• **Activity 1**
In the podcast transcript, which Mary Shelley book inspired the episode?
• **Activity 2**
Copy the podcast transcript starting at "May 31, 2021" and ending at "Anna Alexander (Anastasia)", swapping "fascinating" for "remarkable".
• **Activity 3**
Pick up the podcast transcript after its last sentence and keep writing.

• **Excerpted text**
┄┄┄┄┄┄

Celebrate Poe

Anastasia and Other Imposters

May 31, 2021 George Bartley Season 1 Episode 59
Celebrate Poe
Anastasia and Other Imposters
Show Notes Transcript

Episode 59 Anastasia and Other Imposters

Vortigern (Shakespeare’s Lost Play)
https://d.lib.rochester.edu/camelot/text/ireland-vortigern

Inspired’ by Mary Shelley’s “The Fortunes of Perkin Warbeck,” this episodes examines 4 fascinating imposters - Perkin Warbeck, Thomas Chatterton, Henry Ireland, and Anna Alexander (Anastasia)

00:00 Introduction
00:39 Perkin Warbeck, School, and Poe
04:14 Historical account of Warbeck
08:22 Thomas Chatterton
11:46 Henry Ireland (“lost” Shakespeare play?)
14:57 Background and life in Europe
17:49 Life and marriage in Virginia
23:21 Mystery of Anastasia solved
25:59 Sources
26:57 Future Episodes

  • Learn about Perkin Warbeck - a major pretender to the throne of England
  • Learn about Thomas Chatterton and his counterfeits
  • Learn about Henry Ireland and “Shakespeare’s Lost Play”
  • Learn about Anna Alexander and her attempts to prove she was a Russian princess
  • Learn how the identity of Anastasia was determined

00:00 Introduction 

Welcome to Celebrate Poe - every Monday night at 12:00 Midnight. This is Episode Fifty Nine - Anastasia and Other Imposters.  As you may know, last week I spoke with my cousin in Virginia, a former college professor, and she told me about her recollections of Anna Alexander and Anna’s controversial claim that she was Russian Royalty.  Anna Alexander had a fascinating story, and this episode will examine her claims.  

00:39 Perkin Warbeck

But first I want to examine the story of another person who claimed to be royalty - in this case, the son of a Flanders boatman who claimed that he was the rightful king of England - a man by the name of Perkin Warbeck.

I was looking at the accomplishments of Mary Shelley, and saw that she wrote several volumes after her husband, Percy Shelley, died.  One was entitled, “The Fortunes of Perkin Warbeck.”  I saw that and thought to myself, “Where have I heard that name before - like a friend that you met 10 years ago, knew well for several days, and then never heard of again after that.    Then it hit me - PERKIN WARBECK! - the imposter!!!

You see, in grad school, I was assigned to do presentation for my class about Perkin Warbeck - a pretender to the throne of England.

┄┄┄┄┄┄

• **Data segment**
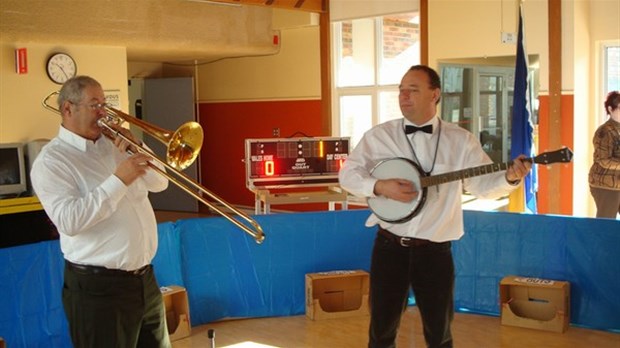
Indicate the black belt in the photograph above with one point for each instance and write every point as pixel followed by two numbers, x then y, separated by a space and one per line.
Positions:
pixel 403 241
pixel 99 270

┄┄┄┄┄┄

• **Output 1**
"The Fortunes of Perkin Warbeck."

• **Output 2**
May 31, 2021 George Bartley Season 1 Episode 59
Celebrate Poe
Anastasia and Other Imposters
Show Notes Transcript

Episode 59 Anastasia and Other Imposters

Vortigern (Shakespeare’s Lost Play)
https://d.lib.rochester.edu/camelot/text/ireland-vortigern

Inspired’ by Mary Shelley’s “The Fortunes of Perkin Warbeck,” this episodes examines 4 remarkable imposters - Perkin Warbeck, Thomas Chatterton, Henry Ireland, and Anna Alexander (Anastasia)

• **Output 3**
I got the idea of doing a computer animation about imposters with Final Cut Pro, Logic, and Motion called “The Top 10 Imposters of All Time,” and ended with a section on Perkin Warbeck.  I worked for hours on it, and was really proud of it.

For the major part of our grades, we were to grade each other.  And i thought that would be really simple - look for the best parts in everyone’s presentation, and give them a good grade based on that.  Look for the best in other people.

The next week, the professor gave use back the comments, and said “Everyone gave excellent comments, except for one of you.”  And at that, he stared straight at me, and it was clear who he was talking about.  You have no business saying good things about those in your class. The people in this class are not your colleagues - they are your competitors and your enemies.  So get used to it if you ever want to succeed in academia.

So I still have bad memories associated with Perkin Warbeck - or least with that assignment.  Maybe I was trying to repress them.  I just don’t have that dog-eat-dog instinct to ruthlessly get ahead at all costs.

But I digress …

Mary Shelley’s novel, “The Fortunes of Perkin Warbeck,” is slightly different from the historical accounts of Perkin Warbeck, but I wanted to emphasize the historical story of Perkin Warbeck for this podcast.  

Later Celebrate Poe will deal with the tradition of the imposter or the person who claims to be someone different that he or she is because, along with horror and mystery stories, Poe delighted in portraying events that weren’t true - or might even be considered a scam.   For example, in 1844, Poe published a story about a three-day trip across the Atlantic Ocean in a gas balloon.  It was later revealed as a complete hoax, and the story was retracted.  And this wasn’t the only time Poe presented a hoax as a true story.

04:14 Historical account of Warbeck

But back to Perkin Warbeck - who WAS a real person - but there the truth becomes murky.  

Probably the most reliable information we have about him was obtained as a result of questionable means just before his execution - but the information he gave regarding his family does match up with his family records, and is probably reliable.  Besides, why would you lie in a confession before execution?  There is always the distinct possibility that Perkin Warbeck wasn’t his real name, but I am going to call him Perkin Warbeck for simplicities sake.  

So stay with me on this one - I could really get into the historical weeds, but I am going to try and stick to the basics, and keep the lengthy titles to a minimum. Now Edward IV was king of England, and during a revolt, two of his sons two of his sons were captured when they were children and are known as the “Princes in the Tower.”  The elder, Edward V, would have been next in line for the throne, and if Edward died, his brother Richmond would have become king.

At first, the general consensus was that both young princes had died as a result of being kept prisoner in the Tower of London - whether it was from natural causes or murdered in the Tower.  But rumors arose that while Edward, the older brother had died, his younger brother, Richard was still alive.  And a significant number of English citizens began to believe that Richard was actually a man by the name of Perkin Warbeck.  It was also possible that Perkin Warbeck received support because there was considerable support to reclaim the throne from the current king, Henry VII.

His story was that his brother Edward had been murdered, but he had been spared by the murderers, and had been sworn to not reveal his true identity for a number of years.  And Perkin Warbeck was handsome, well-mannered, and acted like the perfect prince - in other words, a natural fake-it-til you make it.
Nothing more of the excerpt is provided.